* **EXTRACT PROVIDED**
%%
Federal Court Confirms the Importance of Inherent Distinctiveness in Trademark Confusion
- John McKeown
- Mar 17
- 4 min read
A decision of the Federal Court confirms that a lack of inherent distinctiveness was the most important element in determining whether the marks in issue were confusing. 996660 Ontario Ltd. v. Falesca Importing Ltd. 2026 FC 114
The Facts
The applicant filed a trademark registration for the trademark FALESCA MOLISANA, based on proposed use in association with Italian food products. The opponent opposed the application primarily on the basis that the FALESCA MOLISANA trademark was not registrable because it was confusing with the REGINA MOLISANA trademarks owned by the opponent for use in association with similar food products. The opposition proceeded to a hearing before the Trademark Opposition Board.
The Decision of the Trademarks Opposition Board
The Hearing Officer outlined the applicable general legal principles that apply to a confusion analysis. The issue is considered as a matter of first impression in the mind of a casual consumer somewhat in a hurry, who sees the applied-for trademark at a time when they have no more than an imperfect recollection of the opponent’s trademark. This casual, hurried consumer does not pause to give the matter any detailed consideration or scrutiny, nor to examine closely the similarities and differences between the trademarks.
%%
* **OBJECTIVE 1**
According to the article on trademark confusion, why did the opponent oppose the FALESCA MOLISANA application? Answer in one to three sentences.
The article and the rows were taken from separate sources.

Named object pointing entries:
%%
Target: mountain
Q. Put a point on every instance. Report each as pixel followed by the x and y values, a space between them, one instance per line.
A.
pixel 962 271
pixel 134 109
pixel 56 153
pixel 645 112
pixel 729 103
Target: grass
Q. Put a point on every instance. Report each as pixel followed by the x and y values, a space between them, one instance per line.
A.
%%
* **OBJECTIVE 2**
Write out all the rows again with "instance" replaced by "occurrence", keeping everything else the same.

* **FINISHED ANSWER 1**
The opponent argued that FALESCA MOLISANA was not registrable because it was confusing with the opponent's REGINA MOLISANA trademarks. Those marks were used with similar food products.

* **FINISHED ANSWER 2**
Target: mountain
Q. Put a point on every occurrence. Report each as pixel followed by the x and y values, a space between them, one occurrence per line.
A.
pixel 962 271
pixel 134 109
pixel 56 153
pixel 645 112
pixel 729 103
Target: grass
Q. Put a point on every occurrence. Report each as pixel followed by the x and y values, a space between them, one occurrence per line.
A.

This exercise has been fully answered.